Saved entries:
◆ ◆ ◆ ◆ ◆
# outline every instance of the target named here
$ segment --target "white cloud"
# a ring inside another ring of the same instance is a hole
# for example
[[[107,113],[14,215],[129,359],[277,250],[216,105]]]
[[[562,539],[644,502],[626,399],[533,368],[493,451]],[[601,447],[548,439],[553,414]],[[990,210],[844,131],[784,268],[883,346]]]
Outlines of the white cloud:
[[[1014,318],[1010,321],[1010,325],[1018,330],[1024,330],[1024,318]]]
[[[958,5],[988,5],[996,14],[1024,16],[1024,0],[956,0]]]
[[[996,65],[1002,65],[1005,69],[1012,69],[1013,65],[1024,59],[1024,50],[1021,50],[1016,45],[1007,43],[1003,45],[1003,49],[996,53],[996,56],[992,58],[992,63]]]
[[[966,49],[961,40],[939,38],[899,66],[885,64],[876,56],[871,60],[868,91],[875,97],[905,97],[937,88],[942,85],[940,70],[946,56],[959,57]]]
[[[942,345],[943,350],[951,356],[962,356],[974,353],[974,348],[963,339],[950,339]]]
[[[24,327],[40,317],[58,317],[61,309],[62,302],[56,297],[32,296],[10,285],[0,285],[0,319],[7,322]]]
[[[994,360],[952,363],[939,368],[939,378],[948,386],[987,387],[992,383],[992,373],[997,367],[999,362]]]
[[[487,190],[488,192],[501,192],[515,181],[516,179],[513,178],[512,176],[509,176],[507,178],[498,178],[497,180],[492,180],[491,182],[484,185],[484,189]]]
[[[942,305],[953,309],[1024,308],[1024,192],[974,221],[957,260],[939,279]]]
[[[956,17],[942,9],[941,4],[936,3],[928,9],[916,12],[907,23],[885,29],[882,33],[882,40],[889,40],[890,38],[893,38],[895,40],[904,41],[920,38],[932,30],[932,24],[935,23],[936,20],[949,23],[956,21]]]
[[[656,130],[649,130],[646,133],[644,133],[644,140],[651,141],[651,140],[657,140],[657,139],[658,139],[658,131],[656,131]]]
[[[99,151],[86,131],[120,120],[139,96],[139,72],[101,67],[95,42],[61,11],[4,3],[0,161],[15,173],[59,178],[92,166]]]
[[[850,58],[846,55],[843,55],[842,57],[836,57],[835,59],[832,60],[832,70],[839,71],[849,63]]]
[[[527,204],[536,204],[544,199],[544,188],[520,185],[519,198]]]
◆ ◆ ◆ ◆ ◆
TASK DESCRIPTION:
Transcribe the records in full, keeping every character as it is.

RESULT:
# outline every instance of the target named here
$ segment --target "white cloud"
# a ring inside another ring of the same instance is a hole
# for example
[[[107,113],[14,215],[129,359],[277,250],[216,105]]]
[[[562,539],[644,502],[626,399],[533,368],[493,451]],[[601,447],[548,439],[553,414]],[[990,210],[844,131],[784,268],[883,346]]]
Outlines of the white cloud:
[[[1014,318],[1010,321],[1010,325],[1018,330],[1024,330],[1024,318]]]
[[[958,5],[988,5],[996,14],[1024,16],[1024,0],[956,0]]]
[[[996,65],[1002,65],[1005,69],[1012,69],[1013,65],[1024,59],[1024,50],[1021,50],[1016,45],[1007,43],[1003,45],[1003,49],[996,53],[996,56],[992,58],[992,63]]]
[[[966,49],[961,40],[939,38],[899,66],[885,64],[876,56],[871,60],[868,91],[875,97],[905,97],[937,88],[942,85],[940,70],[946,56],[959,57]]]
[[[942,345],[943,350],[951,356],[962,356],[974,353],[974,348],[963,339],[950,339]]]
[[[24,327],[40,317],[58,317],[61,309],[62,302],[56,297],[32,296],[10,285],[0,285],[0,319],[7,322]]]
[[[994,360],[952,363],[939,368],[939,378],[948,386],[987,387],[992,383],[992,373],[997,367],[999,362]]]
[[[487,190],[488,192],[501,192],[515,181],[516,179],[513,178],[512,176],[509,176],[507,178],[498,178],[497,180],[492,180],[491,182],[484,185],[484,189]]]
[[[942,305],[953,309],[1024,308],[1024,192],[974,221],[957,260],[939,279]]]
[[[956,17],[942,9],[941,4],[936,3],[928,9],[916,12],[907,23],[885,29],[882,33],[882,40],[889,40],[890,38],[893,38],[895,40],[904,41],[920,38],[932,30],[932,24],[935,23],[936,20],[949,23],[956,21]]]
[[[656,130],[649,130],[646,133],[644,133],[644,140],[651,141],[651,140],[657,140],[657,139],[658,139],[658,131],[656,131]]]
[[[99,151],[86,131],[120,120],[139,96],[139,72],[101,67],[95,42],[61,11],[4,3],[0,161],[15,173],[59,178],[92,166]]]
[[[850,58],[846,55],[843,55],[842,57],[836,57],[835,59],[832,60],[832,70],[839,71],[849,63]]]
[[[527,204],[536,204],[544,199],[544,188],[520,185],[519,198]]]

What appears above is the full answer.